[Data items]

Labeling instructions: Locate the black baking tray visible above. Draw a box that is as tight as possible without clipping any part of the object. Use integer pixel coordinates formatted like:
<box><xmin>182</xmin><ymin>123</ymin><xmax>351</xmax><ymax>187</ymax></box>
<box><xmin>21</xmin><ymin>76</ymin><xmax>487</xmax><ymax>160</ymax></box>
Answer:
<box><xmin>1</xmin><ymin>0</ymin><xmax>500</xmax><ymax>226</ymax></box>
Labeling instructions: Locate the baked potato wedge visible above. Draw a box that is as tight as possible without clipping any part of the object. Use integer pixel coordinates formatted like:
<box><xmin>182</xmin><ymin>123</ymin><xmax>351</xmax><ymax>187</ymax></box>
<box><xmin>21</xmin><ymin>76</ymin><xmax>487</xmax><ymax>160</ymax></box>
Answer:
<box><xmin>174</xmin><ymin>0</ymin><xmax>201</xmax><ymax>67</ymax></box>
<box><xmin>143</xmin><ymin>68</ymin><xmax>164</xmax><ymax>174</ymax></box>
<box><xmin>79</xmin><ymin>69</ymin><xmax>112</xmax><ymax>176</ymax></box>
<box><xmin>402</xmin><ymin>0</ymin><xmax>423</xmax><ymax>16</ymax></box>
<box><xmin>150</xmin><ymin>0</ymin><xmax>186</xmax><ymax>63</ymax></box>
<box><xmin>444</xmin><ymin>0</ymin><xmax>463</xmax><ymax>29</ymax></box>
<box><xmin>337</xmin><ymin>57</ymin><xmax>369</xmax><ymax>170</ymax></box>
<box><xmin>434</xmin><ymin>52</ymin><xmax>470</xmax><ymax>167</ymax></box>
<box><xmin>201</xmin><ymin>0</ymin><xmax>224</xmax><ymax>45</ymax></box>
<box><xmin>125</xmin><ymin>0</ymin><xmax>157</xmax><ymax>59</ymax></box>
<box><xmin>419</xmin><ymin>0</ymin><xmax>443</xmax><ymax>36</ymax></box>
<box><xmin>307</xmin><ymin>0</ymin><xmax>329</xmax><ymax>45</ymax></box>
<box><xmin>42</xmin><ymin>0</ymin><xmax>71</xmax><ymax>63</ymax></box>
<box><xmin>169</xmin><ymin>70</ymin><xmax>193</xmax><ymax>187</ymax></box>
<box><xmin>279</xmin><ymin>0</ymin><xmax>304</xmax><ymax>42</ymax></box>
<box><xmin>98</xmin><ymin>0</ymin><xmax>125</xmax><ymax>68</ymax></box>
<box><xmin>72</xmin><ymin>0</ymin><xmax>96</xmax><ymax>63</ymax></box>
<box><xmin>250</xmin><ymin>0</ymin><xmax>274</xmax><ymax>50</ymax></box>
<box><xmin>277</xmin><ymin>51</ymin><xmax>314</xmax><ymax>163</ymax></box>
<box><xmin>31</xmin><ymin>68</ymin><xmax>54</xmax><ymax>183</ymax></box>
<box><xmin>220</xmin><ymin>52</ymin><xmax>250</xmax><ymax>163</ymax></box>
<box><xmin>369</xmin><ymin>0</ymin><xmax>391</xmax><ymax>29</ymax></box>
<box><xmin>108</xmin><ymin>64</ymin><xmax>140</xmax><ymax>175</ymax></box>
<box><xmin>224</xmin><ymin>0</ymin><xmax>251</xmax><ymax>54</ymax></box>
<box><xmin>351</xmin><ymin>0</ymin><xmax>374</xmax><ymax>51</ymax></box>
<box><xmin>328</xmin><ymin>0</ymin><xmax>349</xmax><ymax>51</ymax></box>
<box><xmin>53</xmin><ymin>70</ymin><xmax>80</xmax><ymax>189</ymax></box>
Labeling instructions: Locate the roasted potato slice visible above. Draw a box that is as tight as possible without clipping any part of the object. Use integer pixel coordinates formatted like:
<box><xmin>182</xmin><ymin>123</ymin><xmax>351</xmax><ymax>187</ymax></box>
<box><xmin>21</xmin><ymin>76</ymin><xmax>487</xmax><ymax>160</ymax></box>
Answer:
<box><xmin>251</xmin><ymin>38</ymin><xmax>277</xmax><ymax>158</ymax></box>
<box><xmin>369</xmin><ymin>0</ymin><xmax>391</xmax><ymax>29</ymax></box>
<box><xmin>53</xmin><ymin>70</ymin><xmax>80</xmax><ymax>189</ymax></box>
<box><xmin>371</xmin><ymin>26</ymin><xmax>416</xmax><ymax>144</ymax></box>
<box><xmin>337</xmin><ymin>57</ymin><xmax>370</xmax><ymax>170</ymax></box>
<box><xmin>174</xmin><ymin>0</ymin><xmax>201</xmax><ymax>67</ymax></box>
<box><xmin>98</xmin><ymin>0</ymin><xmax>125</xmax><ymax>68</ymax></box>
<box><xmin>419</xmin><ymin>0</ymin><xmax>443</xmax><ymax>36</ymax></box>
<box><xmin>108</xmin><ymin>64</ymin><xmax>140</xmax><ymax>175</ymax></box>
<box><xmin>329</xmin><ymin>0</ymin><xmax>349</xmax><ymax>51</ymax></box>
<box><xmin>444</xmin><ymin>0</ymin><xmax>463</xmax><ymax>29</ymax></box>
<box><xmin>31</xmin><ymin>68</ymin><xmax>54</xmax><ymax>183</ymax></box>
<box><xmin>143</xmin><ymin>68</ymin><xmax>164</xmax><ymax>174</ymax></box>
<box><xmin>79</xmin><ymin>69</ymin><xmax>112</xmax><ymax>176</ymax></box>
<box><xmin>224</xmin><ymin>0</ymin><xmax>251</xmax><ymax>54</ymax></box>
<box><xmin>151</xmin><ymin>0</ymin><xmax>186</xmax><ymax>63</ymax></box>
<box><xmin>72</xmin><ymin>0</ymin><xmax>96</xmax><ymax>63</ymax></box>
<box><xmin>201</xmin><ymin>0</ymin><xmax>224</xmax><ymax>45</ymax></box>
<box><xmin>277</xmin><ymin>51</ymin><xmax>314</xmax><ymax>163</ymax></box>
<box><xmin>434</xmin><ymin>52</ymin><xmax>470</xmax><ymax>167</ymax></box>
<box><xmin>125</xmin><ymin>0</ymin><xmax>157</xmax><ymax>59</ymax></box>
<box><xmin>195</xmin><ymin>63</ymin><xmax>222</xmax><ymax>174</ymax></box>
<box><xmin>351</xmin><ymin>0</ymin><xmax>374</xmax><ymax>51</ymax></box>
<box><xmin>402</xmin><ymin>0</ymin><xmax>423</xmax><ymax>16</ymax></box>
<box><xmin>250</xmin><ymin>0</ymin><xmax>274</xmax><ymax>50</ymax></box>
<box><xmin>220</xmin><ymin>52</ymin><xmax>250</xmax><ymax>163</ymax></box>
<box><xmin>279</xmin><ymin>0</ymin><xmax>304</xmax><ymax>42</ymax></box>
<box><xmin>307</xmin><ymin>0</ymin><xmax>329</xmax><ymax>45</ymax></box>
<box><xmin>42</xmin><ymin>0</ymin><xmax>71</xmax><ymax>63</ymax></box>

● Requirement
The data must be transcribed in full. Every word stays the same.

● Your response
Labeling instructions: Locate the black baking tray visible above. Draw a box that is as tight as possible without clipping any part of the object. Use integer pixel coordinates formatted like:
<box><xmin>182</xmin><ymin>123</ymin><xmax>351</xmax><ymax>187</ymax></box>
<box><xmin>21</xmin><ymin>76</ymin><xmax>487</xmax><ymax>160</ymax></box>
Answer:
<box><xmin>1</xmin><ymin>0</ymin><xmax>500</xmax><ymax>226</ymax></box>
Labeling instructions: Locate the baked potato wedge visible above. Draw a box that is as tight as possible without clipping any part of the object. Use integer pixel coordinates formatted like:
<box><xmin>182</xmin><ymin>123</ymin><xmax>351</xmax><ymax>187</ymax></box>
<box><xmin>21</xmin><ymin>76</ymin><xmax>487</xmax><ymax>160</ymax></box>
Answer:
<box><xmin>174</xmin><ymin>0</ymin><xmax>201</xmax><ymax>67</ymax></box>
<box><xmin>143</xmin><ymin>68</ymin><xmax>164</xmax><ymax>174</ymax></box>
<box><xmin>79</xmin><ymin>69</ymin><xmax>112</xmax><ymax>176</ymax></box>
<box><xmin>402</xmin><ymin>0</ymin><xmax>423</xmax><ymax>16</ymax></box>
<box><xmin>150</xmin><ymin>0</ymin><xmax>186</xmax><ymax>63</ymax></box>
<box><xmin>444</xmin><ymin>0</ymin><xmax>463</xmax><ymax>29</ymax></box>
<box><xmin>337</xmin><ymin>57</ymin><xmax>369</xmax><ymax>170</ymax></box>
<box><xmin>434</xmin><ymin>52</ymin><xmax>470</xmax><ymax>167</ymax></box>
<box><xmin>201</xmin><ymin>0</ymin><xmax>224</xmax><ymax>45</ymax></box>
<box><xmin>125</xmin><ymin>0</ymin><xmax>157</xmax><ymax>59</ymax></box>
<box><xmin>419</xmin><ymin>0</ymin><xmax>443</xmax><ymax>36</ymax></box>
<box><xmin>307</xmin><ymin>0</ymin><xmax>329</xmax><ymax>45</ymax></box>
<box><xmin>42</xmin><ymin>0</ymin><xmax>71</xmax><ymax>63</ymax></box>
<box><xmin>169</xmin><ymin>70</ymin><xmax>193</xmax><ymax>187</ymax></box>
<box><xmin>279</xmin><ymin>0</ymin><xmax>304</xmax><ymax>42</ymax></box>
<box><xmin>98</xmin><ymin>0</ymin><xmax>125</xmax><ymax>68</ymax></box>
<box><xmin>72</xmin><ymin>0</ymin><xmax>96</xmax><ymax>63</ymax></box>
<box><xmin>250</xmin><ymin>0</ymin><xmax>274</xmax><ymax>50</ymax></box>
<box><xmin>277</xmin><ymin>51</ymin><xmax>314</xmax><ymax>163</ymax></box>
<box><xmin>31</xmin><ymin>68</ymin><xmax>54</xmax><ymax>183</ymax></box>
<box><xmin>220</xmin><ymin>52</ymin><xmax>250</xmax><ymax>163</ymax></box>
<box><xmin>369</xmin><ymin>0</ymin><xmax>391</xmax><ymax>29</ymax></box>
<box><xmin>108</xmin><ymin>64</ymin><xmax>140</xmax><ymax>175</ymax></box>
<box><xmin>224</xmin><ymin>0</ymin><xmax>251</xmax><ymax>54</ymax></box>
<box><xmin>351</xmin><ymin>0</ymin><xmax>374</xmax><ymax>51</ymax></box>
<box><xmin>328</xmin><ymin>0</ymin><xmax>349</xmax><ymax>51</ymax></box>
<box><xmin>53</xmin><ymin>70</ymin><xmax>80</xmax><ymax>189</ymax></box>
Labeling instructions: Locate the roasted potato slice visible above. Draw a box that is as tight as possible without clipping any part of the object. Use integer pixel coordinates formatted like:
<box><xmin>182</xmin><ymin>123</ymin><xmax>351</xmax><ymax>187</ymax></box>
<box><xmin>21</xmin><ymin>76</ymin><xmax>487</xmax><ymax>160</ymax></box>
Answer:
<box><xmin>251</xmin><ymin>38</ymin><xmax>277</xmax><ymax>158</ymax></box>
<box><xmin>369</xmin><ymin>0</ymin><xmax>391</xmax><ymax>29</ymax></box>
<box><xmin>53</xmin><ymin>70</ymin><xmax>80</xmax><ymax>189</ymax></box>
<box><xmin>371</xmin><ymin>26</ymin><xmax>416</xmax><ymax>144</ymax></box>
<box><xmin>337</xmin><ymin>57</ymin><xmax>370</xmax><ymax>170</ymax></box>
<box><xmin>174</xmin><ymin>0</ymin><xmax>201</xmax><ymax>67</ymax></box>
<box><xmin>98</xmin><ymin>0</ymin><xmax>125</xmax><ymax>68</ymax></box>
<box><xmin>419</xmin><ymin>0</ymin><xmax>443</xmax><ymax>36</ymax></box>
<box><xmin>108</xmin><ymin>64</ymin><xmax>140</xmax><ymax>175</ymax></box>
<box><xmin>329</xmin><ymin>0</ymin><xmax>349</xmax><ymax>51</ymax></box>
<box><xmin>444</xmin><ymin>0</ymin><xmax>463</xmax><ymax>29</ymax></box>
<box><xmin>31</xmin><ymin>68</ymin><xmax>54</xmax><ymax>183</ymax></box>
<box><xmin>143</xmin><ymin>68</ymin><xmax>164</xmax><ymax>174</ymax></box>
<box><xmin>79</xmin><ymin>69</ymin><xmax>112</xmax><ymax>176</ymax></box>
<box><xmin>224</xmin><ymin>0</ymin><xmax>251</xmax><ymax>54</ymax></box>
<box><xmin>151</xmin><ymin>0</ymin><xmax>186</xmax><ymax>63</ymax></box>
<box><xmin>72</xmin><ymin>0</ymin><xmax>96</xmax><ymax>63</ymax></box>
<box><xmin>201</xmin><ymin>0</ymin><xmax>224</xmax><ymax>45</ymax></box>
<box><xmin>277</xmin><ymin>51</ymin><xmax>314</xmax><ymax>163</ymax></box>
<box><xmin>434</xmin><ymin>52</ymin><xmax>470</xmax><ymax>167</ymax></box>
<box><xmin>125</xmin><ymin>0</ymin><xmax>157</xmax><ymax>59</ymax></box>
<box><xmin>195</xmin><ymin>63</ymin><xmax>222</xmax><ymax>174</ymax></box>
<box><xmin>351</xmin><ymin>0</ymin><xmax>374</xmax><ymax>51</ymax></box>
<box><xmin>402</xmin><ymin>0</ymin><xmax>423</xmax><ymax>16</ymax></box>
<box><xmin>250</xmin><ymin>0</ymin><xmax>274</xmax><ymax>50</ymax></box>
<box><xmin>220</xmin><ymin>52</ymin><xmax>250</xmax><ymax>163</ymax></box>
<box><xmin>279</xmin><ymin>0</ymin><xmax>304</xmax><ymax>42</ymax></box>
<box><xmin>307</xmin><ymin>0</ymin><xmax>329</xmax><ymax>45</ymax></box>
<box><xmin>42</xmin><ymin>0</ymin><xmax>71</xmax><ymax>63</ymax></box>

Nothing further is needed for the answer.